(Excerpts of pointing data)
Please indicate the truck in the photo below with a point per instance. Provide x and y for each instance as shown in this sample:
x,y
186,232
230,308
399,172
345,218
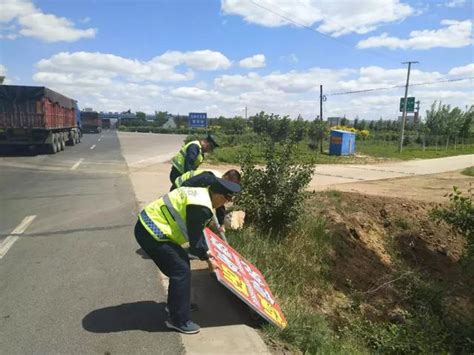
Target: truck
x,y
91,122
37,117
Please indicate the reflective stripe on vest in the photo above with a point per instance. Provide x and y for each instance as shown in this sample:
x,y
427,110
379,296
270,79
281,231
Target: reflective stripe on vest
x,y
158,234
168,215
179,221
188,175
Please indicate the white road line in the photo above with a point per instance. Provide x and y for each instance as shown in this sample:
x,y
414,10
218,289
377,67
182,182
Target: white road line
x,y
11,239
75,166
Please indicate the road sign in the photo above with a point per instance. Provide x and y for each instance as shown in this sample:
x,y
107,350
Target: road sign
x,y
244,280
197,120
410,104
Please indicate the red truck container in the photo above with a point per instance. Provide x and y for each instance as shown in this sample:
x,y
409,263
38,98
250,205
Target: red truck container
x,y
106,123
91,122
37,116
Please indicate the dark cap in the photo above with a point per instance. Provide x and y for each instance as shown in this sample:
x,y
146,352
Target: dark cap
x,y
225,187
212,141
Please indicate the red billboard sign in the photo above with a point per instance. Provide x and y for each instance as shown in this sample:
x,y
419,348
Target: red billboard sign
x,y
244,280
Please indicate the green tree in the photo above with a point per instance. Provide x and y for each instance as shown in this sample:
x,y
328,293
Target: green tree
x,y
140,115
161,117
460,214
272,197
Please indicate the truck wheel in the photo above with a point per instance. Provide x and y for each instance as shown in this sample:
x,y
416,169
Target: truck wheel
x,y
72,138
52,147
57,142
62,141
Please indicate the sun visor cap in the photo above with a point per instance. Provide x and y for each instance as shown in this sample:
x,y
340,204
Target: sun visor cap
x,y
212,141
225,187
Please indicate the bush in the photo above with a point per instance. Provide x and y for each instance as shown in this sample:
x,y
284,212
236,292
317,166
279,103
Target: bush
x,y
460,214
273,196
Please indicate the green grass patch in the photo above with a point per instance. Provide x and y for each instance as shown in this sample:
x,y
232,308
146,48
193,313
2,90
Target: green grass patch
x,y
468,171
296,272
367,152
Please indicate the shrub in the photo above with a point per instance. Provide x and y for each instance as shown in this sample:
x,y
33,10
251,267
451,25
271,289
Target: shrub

* * *

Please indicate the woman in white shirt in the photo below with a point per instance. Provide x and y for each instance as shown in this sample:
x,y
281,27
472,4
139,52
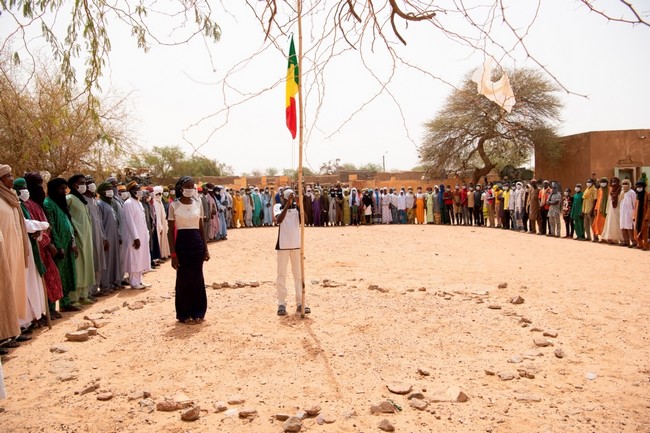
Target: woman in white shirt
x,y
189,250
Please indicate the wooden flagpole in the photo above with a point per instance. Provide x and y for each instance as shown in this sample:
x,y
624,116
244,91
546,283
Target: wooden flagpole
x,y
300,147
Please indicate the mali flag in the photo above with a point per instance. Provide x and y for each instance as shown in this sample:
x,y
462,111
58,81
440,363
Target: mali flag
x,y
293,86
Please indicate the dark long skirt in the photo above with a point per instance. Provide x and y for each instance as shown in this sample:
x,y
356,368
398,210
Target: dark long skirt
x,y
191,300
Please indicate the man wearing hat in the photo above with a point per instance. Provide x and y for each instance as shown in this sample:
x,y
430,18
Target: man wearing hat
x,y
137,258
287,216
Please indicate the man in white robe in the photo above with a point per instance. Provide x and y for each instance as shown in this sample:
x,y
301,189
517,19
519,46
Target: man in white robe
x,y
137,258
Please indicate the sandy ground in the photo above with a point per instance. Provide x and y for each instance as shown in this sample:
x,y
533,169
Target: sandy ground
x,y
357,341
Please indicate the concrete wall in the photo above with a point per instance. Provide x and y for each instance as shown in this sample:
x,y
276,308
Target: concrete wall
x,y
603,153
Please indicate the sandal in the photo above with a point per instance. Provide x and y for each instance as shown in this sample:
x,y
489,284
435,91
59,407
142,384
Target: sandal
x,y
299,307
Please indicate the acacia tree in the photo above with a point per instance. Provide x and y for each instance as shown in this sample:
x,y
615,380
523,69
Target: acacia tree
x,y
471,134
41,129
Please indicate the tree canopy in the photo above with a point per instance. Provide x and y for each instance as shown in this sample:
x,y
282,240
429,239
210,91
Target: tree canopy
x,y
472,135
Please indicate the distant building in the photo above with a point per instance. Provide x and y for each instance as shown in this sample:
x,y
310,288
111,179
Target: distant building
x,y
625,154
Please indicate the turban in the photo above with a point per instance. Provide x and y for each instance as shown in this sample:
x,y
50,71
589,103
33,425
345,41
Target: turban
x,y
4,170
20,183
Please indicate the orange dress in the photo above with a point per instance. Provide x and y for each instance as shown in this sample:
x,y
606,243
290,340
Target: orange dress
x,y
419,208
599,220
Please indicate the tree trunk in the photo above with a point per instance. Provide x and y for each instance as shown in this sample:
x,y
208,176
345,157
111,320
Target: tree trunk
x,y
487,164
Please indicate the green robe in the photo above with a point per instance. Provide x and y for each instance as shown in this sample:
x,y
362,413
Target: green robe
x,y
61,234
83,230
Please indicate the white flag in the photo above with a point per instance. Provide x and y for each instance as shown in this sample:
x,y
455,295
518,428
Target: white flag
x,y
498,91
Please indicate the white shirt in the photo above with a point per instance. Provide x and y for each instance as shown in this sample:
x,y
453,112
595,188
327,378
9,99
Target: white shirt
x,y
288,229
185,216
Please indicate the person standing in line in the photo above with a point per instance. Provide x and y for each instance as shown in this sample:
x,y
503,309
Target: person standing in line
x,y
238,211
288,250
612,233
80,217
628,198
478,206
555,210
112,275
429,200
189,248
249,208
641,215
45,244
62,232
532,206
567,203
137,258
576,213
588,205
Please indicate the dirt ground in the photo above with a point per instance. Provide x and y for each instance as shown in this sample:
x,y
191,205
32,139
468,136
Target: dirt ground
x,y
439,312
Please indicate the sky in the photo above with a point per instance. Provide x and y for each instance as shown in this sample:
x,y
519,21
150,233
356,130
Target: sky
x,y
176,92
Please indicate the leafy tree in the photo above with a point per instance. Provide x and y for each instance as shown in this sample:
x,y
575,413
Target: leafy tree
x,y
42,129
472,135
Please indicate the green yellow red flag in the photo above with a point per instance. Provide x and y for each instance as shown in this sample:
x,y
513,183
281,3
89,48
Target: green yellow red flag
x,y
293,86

WHAT THE TASK ASKS: Please extract the lines of the data above from the line with "Please indicate the bush" up to and including the line with "Target: shrub", copying them without any change.

RESULT FOR THIS TASK:
Please indicate the bush in the photo above with a point per instance. Provide x and y for each instance as shown in this sample:
x,y
284,212
236,292
317,166
279,103
Target: bush
x,y
460,214
273,196
Please indicate the green grass patch in the photo above with a point per instance. Provide x and y for each instance as shown in this sample:
x,y
232,308
146,48
193,313
2,90
Target: green grass patch
x,y
468,171
296,272
367,152
Please indicate the shrub in the photo above with a point per instance. Provide x and y for each instance as shown in this sample:
x,y
33,10
251,267
451,25
271,289
Target: shrub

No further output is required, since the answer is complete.